# Testo della pagina:
——

Si sono svolte ieri a Los Angeles le premiazioni dei Golden Globe, in piena era “politicamente corretto“, e gran parte delle vittorie sono andate a donne e artisti di colore, con rarissime eccezioni (The Crown, Borat). Vediamoli nel dettaglio. Il premio più ambito va a una donna in un film di donne: Chloé Zhao nel dramma “Nomadland” interpretato da Frances Mcdormand. Il premio alla migliore attrice all’interprete afroamericana Andra Day, per “United States Vs. Billie Holiday”, che vince la concorrenza di Carey Mulligan e della splendida Vanessa Kirby, occidentali e bianche, in “Pieces of a Woman“.
Miglior attore all’attore afroamericano Chadwick Boseman per “Ma Rainey’s Black Bottom”. Rosamund Pike vince il premio alla migliore attrice per “I Care a lot”, battendo la Maria Bakalova di Borat, a detta di molti più meritoria complice una interpretazione incredibile e spontanea, davvero strepitosa. Il premio va a Sacha Baron Cohen, come miglior attore di Borat, probabilmente per il merito della scelta e della direzione della Bakalova nello stesso film.
A seguire altri premi con chiara connotazione etnica o LGBT, Jodie Foster vince il premio di miglior attrice non protagonista con “The Mauritanian” a scapito di una assolutamente meritoria Glenn Close, strepitosa interprete di “Elegia Americana”. Anche il premio al miglior attore non protagonista ha presupposti di politicamente corretto. Vince l’afroamericano Daniel Kaluuya per “Judas and the Black Messiah”, scavalcando Sacha Baron Cohen, Jared Leto, Bill Murray.

——

# Cosa fare:
Nel testo sui Golden Globe, riscrivi il tratto che va da «A seguire altri» fino a «Leto, Bill Murray.», cambiando «Glenn Close» con «Olivia Colman».

# Dati registrati:
——

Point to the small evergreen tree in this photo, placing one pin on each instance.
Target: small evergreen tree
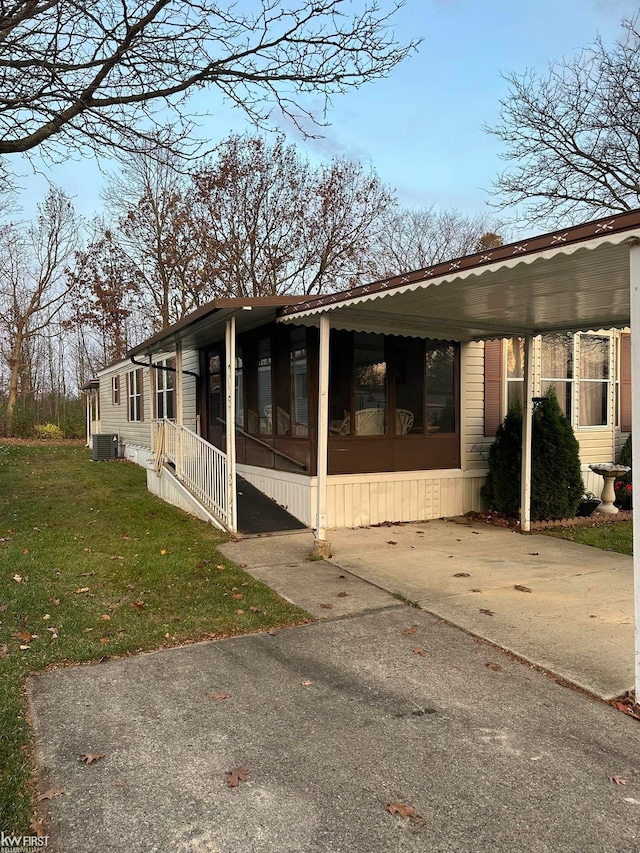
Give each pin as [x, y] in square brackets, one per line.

——

# Risultato dell'esercizio:
A seguire altri premi con chiara connotazione etnica o LGBT, Jodie Foster vince il premio di miglior attrice non protagonista con “The Mauritanian” a scapito di una assolutamente meritoria Olivia Colman, strepitosa interprete di “Elegia Americana”. Anche il premio al miglior attore non protagonista ha presupposti di politicamente corretto. Vince l’afroamericano Daniel Kaluuya per “Judas and the Black Messiah”, scavalcando Sacha Baron Cohen, Jared Leto, Bill Murray.